▶ **EXERCISE TASK**: Reproduce the records below verbatim, line for line.

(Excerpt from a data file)
■ ■ ■ ■ ■
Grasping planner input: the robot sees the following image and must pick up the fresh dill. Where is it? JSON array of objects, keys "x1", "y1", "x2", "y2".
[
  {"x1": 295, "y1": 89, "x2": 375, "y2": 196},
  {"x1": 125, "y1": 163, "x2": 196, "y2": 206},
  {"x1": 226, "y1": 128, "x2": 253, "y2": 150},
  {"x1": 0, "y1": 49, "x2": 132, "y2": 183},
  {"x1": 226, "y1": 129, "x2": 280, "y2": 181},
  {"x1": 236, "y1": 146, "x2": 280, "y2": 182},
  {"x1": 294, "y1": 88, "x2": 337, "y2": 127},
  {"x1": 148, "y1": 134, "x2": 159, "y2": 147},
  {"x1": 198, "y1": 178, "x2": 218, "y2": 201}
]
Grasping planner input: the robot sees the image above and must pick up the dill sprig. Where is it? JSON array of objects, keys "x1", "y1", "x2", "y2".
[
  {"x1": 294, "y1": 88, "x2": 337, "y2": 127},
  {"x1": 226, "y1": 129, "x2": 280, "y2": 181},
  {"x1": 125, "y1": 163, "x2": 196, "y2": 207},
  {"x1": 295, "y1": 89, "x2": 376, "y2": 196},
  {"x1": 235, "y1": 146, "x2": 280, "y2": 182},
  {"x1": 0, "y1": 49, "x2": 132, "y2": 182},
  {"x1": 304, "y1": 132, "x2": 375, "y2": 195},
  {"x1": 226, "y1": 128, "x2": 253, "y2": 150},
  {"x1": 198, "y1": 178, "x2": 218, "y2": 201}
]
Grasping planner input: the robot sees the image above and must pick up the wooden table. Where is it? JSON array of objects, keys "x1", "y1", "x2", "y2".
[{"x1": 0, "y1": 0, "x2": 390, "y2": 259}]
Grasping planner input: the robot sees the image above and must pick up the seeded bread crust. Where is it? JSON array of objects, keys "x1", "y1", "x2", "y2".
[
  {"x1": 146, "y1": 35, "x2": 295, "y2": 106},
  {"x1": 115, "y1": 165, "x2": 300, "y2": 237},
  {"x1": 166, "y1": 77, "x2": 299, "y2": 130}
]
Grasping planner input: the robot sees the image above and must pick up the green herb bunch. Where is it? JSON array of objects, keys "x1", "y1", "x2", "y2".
■ ■ ■ ■ ■
▶ **RESULT**:
Grasping planner input: the robot sees the following image and must pick up the fresh dill. Where is it? JSON array of objects, keys "x1", "y1", "x2", "y2".
[
  {"x1": 295, "y1": 89, "x2": 375, "y2": 196},
  {"x1": 125, "y1": 163, "x2": 196, "y2": 206},
  {"x1": 226, "y1": 128, "x2": 253, "y2": 150},
  {"x1": 0, "y1": 49, "x2": 132, "y2": 183},
  {"x1": 226, "y1": 129, "x2": 280, "y2": 181},
  {"x1": 236, "y1": 146, "x2": 280, "y2": 182},
  {"x1": 294, "y1": 88, "x2": 337, "y2": 127},
  {"x1": 148, "y1": 134, "x2": 159, "y2": 147},
  {"x1": 198, "y1": 178, "x2": 218, "y2": 201}
]
Grasping planner input: the robot sees the image above and must pick up the dill sprig. Where is it? JSON array of objects, keys "x1", "y1", "x2", "y2".
[
  {"x1": 294, "y1": 88, "x2": 337, "y2": 127},
  {"x1": 226, "y1": 129, "x2": 280, "y2": 181},
  {"x1": 125, "y1": 163, "x2": 196, "y2": 207},
  {"x1": 295, "y1": 89, "x2": 376, "y2": 196},
  {"x1": 235, "y1": 146, "x2": 280, "y2": 182},
  {"x1": 0, "y1": 49, "x2": 132, "y2": 182},
  {"x1": 304, "y1": 132, "x2": 375, "y2": 195},
  {"x1": 226, "y1": 128, "x2": 253, "y2": 150},
  {"x1": 198, "y1": 178, "x2": 218, "y2": 201}
]
Grasping planner input: the robot sees the image above and must pick up the wooden table. Where is it? JSON array of objects, keys "x1", "y1", "x2", "y2".
[{"x1": 0, "y1": 0, "x2": 390, "y2": 259}]
Grasping planner input: the robot sees the image above and must pick up the seeded bread crust. Where is it? JSON array of objects, keys "x1", "y1", "x2", "y2".
[
  {"x1": 146, "y1": 35, "x2": 295, "y2": 106},
  {"x1": 115, "y1": 165, "x2": 300, "y2": 237},
  {"x1": 166, "y1": 77, "x2": 299, "y2": 130}
]
Grasping planner input: the robot sees the image above and must pick up the green herb bunch. Where is it? JSON array of objects, keys "x1", "y1", "x2", "y2".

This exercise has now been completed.